# Source records start

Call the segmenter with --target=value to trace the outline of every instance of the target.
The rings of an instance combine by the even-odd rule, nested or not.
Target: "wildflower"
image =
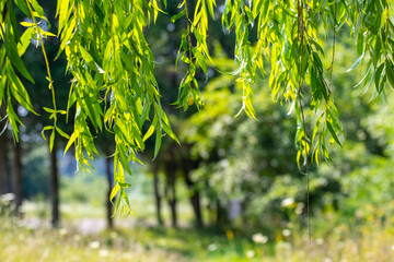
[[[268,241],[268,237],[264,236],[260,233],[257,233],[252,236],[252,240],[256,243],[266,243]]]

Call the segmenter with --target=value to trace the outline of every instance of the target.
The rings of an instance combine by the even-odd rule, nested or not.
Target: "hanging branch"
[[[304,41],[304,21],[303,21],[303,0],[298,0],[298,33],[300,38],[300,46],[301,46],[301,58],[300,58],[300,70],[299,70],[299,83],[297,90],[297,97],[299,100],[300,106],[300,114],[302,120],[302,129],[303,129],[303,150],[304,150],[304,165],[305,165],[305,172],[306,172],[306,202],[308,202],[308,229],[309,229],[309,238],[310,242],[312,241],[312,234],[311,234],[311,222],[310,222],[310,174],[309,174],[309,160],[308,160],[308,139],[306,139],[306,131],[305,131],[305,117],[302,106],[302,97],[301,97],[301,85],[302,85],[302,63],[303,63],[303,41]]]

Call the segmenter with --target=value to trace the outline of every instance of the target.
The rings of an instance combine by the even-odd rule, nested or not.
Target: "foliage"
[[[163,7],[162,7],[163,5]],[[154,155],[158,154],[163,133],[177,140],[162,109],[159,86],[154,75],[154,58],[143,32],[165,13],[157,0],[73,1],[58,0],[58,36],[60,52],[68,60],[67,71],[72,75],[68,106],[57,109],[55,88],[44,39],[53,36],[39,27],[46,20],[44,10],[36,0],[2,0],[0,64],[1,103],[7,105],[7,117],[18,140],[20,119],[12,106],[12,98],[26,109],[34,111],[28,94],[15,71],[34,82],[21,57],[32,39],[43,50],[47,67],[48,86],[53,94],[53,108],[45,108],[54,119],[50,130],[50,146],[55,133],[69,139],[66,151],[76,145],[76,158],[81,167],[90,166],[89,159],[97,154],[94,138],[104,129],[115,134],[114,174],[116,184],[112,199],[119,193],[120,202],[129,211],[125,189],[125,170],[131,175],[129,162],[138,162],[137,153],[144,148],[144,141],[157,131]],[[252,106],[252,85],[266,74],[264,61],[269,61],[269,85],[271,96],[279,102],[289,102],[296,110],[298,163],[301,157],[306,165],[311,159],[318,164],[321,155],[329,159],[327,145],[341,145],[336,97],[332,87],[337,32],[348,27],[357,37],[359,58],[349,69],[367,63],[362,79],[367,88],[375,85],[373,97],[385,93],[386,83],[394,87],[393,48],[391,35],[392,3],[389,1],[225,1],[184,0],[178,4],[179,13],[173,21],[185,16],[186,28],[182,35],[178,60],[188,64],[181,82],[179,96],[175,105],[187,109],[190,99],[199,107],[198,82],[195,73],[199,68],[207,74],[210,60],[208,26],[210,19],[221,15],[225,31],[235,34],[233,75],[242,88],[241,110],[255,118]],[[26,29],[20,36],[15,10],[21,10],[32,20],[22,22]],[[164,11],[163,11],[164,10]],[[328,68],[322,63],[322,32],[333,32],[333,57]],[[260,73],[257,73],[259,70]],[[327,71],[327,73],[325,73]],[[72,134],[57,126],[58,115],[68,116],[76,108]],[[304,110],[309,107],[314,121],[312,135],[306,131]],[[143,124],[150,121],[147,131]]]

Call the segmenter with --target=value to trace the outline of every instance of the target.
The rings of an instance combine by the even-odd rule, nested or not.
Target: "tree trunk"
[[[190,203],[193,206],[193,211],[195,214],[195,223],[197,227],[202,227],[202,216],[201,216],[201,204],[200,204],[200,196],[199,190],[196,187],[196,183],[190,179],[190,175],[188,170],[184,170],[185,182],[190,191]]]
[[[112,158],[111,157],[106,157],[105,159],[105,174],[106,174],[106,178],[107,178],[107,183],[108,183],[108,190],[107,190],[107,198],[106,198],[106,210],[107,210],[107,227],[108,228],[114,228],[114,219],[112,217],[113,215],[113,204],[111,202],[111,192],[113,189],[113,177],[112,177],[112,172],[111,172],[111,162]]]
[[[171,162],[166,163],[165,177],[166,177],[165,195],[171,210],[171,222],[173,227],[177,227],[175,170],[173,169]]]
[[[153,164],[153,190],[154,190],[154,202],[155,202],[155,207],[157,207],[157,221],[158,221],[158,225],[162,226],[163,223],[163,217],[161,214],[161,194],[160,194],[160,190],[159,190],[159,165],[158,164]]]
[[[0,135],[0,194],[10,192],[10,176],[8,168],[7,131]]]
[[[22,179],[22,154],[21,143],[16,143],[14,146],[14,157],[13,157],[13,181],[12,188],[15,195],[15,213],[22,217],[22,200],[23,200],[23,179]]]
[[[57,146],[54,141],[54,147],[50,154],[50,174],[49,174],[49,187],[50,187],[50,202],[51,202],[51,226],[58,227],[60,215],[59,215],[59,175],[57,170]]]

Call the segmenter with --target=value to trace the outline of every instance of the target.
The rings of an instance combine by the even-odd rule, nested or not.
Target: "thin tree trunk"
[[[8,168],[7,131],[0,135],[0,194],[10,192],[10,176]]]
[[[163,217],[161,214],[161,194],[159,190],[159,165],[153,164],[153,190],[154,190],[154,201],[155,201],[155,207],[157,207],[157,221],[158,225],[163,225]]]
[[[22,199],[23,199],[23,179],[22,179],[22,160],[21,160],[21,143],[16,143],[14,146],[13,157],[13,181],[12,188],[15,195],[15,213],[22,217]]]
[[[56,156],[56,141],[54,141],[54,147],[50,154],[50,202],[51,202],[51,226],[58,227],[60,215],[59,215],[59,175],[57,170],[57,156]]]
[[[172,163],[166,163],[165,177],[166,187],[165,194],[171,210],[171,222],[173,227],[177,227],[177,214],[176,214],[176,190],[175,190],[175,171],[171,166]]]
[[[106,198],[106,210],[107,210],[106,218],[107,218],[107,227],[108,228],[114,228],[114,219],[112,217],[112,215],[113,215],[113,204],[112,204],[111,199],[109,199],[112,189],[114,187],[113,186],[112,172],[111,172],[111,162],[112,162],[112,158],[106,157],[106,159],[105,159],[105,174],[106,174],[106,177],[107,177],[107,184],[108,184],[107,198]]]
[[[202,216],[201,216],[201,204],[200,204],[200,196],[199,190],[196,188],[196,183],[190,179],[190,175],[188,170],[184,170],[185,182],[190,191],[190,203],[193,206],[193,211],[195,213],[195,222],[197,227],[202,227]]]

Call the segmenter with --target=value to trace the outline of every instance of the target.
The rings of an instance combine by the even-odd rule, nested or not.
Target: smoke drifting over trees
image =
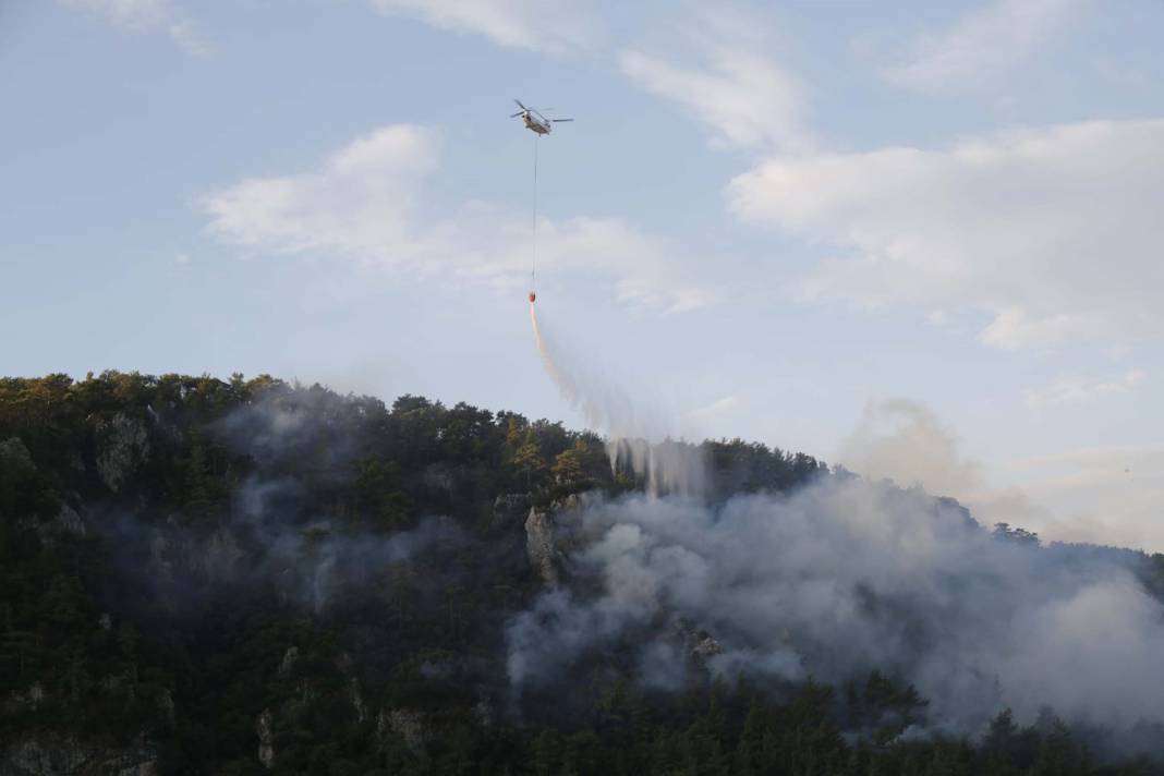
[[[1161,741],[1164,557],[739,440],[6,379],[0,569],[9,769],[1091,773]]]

# Source records end
# Source records start

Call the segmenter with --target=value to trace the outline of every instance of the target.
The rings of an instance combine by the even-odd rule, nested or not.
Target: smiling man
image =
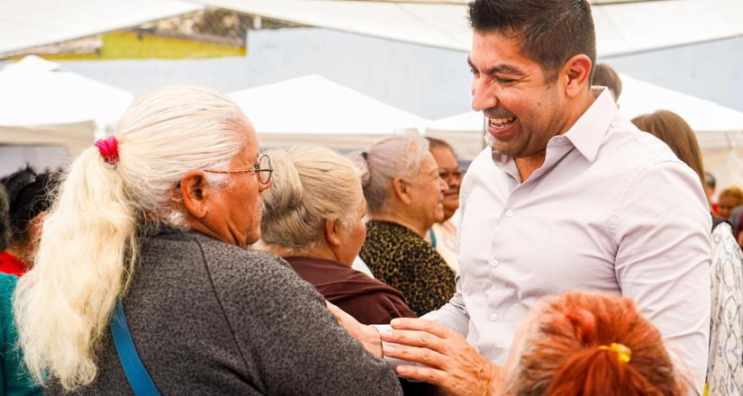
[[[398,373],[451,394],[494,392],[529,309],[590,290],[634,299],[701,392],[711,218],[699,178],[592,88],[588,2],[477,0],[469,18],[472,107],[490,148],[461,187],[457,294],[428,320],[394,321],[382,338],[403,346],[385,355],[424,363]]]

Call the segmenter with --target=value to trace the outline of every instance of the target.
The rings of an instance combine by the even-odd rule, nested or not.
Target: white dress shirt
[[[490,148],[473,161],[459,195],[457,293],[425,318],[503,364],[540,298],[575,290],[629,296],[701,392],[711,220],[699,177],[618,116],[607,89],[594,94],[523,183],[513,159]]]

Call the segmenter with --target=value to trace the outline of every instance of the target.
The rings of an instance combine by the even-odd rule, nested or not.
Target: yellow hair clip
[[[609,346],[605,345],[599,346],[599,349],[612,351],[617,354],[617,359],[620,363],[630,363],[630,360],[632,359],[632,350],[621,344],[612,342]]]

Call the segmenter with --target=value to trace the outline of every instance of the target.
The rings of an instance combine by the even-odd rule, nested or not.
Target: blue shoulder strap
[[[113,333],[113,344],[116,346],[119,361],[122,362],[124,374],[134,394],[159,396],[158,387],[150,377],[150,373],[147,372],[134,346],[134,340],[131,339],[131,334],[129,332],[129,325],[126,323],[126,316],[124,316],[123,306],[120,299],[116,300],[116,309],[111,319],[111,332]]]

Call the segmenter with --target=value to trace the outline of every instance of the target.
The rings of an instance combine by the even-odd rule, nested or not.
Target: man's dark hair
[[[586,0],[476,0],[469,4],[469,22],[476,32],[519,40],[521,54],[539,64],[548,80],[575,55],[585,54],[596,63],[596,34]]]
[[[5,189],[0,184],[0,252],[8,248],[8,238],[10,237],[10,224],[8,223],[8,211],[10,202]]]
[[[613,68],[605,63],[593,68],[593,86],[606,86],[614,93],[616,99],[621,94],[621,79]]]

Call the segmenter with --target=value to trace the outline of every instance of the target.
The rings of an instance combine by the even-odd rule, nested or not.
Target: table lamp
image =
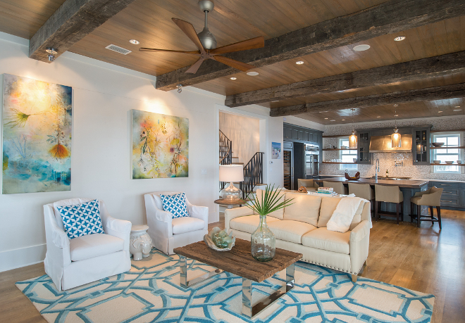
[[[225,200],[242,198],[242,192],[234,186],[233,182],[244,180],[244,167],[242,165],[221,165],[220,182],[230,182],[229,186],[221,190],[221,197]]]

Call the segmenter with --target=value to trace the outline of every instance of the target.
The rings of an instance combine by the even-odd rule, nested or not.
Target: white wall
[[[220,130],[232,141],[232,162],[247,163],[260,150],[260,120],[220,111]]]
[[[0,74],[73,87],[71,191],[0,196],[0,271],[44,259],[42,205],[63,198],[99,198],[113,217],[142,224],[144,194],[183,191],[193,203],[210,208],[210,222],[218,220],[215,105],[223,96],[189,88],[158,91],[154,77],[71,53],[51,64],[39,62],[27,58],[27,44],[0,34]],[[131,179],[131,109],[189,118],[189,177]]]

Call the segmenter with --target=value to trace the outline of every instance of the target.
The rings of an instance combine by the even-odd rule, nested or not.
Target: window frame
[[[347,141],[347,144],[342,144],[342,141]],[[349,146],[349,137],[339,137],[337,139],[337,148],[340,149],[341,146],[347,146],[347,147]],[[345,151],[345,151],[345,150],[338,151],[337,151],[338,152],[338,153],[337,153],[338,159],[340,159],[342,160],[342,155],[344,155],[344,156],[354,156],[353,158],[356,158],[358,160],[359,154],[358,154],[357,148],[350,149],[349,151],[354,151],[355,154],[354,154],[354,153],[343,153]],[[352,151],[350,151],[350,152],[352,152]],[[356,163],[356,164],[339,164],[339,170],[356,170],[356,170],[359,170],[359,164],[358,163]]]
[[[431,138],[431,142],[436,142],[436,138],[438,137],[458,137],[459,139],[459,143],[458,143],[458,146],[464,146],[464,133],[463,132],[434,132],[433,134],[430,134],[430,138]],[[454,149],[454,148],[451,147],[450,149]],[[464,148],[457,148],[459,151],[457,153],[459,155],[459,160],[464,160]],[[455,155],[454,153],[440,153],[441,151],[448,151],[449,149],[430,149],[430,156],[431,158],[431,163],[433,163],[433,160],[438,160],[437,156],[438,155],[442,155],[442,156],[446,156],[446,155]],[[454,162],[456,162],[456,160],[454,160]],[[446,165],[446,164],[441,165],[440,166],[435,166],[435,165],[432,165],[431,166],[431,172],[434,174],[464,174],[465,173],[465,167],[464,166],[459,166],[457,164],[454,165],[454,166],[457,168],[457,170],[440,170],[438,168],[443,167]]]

# Source records end
# Source records start

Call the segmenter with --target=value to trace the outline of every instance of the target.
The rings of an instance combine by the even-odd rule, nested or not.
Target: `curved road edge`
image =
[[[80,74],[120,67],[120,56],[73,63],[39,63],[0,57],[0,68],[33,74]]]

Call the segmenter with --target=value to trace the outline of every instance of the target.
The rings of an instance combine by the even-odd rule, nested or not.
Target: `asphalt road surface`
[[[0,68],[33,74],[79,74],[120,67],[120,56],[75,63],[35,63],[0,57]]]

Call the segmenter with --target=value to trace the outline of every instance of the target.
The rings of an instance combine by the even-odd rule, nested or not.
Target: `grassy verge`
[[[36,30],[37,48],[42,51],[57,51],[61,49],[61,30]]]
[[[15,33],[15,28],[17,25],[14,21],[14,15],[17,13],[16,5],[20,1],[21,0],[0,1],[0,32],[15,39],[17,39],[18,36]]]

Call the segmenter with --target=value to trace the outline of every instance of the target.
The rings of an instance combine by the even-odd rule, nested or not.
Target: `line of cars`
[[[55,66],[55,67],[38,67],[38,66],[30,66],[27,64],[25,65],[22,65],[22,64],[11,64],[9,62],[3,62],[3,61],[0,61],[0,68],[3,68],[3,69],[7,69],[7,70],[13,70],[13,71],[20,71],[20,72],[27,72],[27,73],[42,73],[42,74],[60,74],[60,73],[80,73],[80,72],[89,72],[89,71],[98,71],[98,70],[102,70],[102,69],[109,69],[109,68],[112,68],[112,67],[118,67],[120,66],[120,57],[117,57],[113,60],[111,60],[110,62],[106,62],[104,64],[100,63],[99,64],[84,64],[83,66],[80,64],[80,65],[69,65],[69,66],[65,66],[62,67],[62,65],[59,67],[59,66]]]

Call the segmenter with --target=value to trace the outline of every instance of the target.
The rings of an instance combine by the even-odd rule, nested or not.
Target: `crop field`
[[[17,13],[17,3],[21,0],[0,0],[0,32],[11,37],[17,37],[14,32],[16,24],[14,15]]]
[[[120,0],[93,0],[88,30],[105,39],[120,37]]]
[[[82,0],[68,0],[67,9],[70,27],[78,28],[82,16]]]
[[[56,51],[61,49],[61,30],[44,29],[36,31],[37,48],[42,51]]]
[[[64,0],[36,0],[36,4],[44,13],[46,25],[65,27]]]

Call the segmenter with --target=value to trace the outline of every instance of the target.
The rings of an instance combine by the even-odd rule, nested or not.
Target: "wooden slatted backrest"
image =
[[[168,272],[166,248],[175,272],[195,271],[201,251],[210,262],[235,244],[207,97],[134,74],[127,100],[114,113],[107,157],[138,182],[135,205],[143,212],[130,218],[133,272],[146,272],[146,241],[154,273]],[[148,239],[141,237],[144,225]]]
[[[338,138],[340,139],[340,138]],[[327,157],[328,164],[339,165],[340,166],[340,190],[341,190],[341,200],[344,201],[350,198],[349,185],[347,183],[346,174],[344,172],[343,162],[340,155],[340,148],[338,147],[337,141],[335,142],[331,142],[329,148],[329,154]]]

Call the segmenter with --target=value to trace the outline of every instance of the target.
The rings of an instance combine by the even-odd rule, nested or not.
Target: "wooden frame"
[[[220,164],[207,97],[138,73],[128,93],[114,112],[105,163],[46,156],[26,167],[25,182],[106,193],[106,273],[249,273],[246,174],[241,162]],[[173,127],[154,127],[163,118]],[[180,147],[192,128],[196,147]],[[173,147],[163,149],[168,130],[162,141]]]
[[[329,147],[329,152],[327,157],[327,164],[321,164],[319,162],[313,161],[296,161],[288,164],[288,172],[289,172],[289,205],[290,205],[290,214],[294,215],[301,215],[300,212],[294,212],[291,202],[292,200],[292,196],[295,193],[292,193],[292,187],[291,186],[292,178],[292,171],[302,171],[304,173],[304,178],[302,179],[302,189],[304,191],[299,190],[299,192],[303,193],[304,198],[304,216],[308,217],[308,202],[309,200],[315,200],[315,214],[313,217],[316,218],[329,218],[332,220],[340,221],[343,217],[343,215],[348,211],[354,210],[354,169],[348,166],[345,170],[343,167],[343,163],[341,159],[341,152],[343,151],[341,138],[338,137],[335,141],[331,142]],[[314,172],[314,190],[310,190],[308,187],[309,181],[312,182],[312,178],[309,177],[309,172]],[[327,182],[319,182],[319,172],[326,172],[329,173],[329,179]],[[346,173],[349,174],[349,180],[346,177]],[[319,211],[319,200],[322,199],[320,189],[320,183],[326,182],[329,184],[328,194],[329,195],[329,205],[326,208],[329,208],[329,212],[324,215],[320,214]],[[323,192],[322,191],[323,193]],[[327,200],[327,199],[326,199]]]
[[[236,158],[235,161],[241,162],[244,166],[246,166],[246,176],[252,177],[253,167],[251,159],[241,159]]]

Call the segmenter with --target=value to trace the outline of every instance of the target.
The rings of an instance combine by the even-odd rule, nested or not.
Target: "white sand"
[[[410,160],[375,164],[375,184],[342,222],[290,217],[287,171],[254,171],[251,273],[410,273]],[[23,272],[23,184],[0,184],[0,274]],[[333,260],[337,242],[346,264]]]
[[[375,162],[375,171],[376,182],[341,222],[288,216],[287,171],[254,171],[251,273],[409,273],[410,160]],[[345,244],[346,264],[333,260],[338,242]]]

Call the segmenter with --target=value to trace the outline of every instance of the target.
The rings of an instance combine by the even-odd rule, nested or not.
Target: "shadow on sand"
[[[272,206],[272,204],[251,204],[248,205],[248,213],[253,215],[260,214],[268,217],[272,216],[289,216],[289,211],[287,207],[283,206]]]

# Source records end

| The problem |
Pick out every line in the records above that contains the string "hair" and copy each of those lines.

| Exercise solution |
Target: yellow hair clip
Target: man's dark hair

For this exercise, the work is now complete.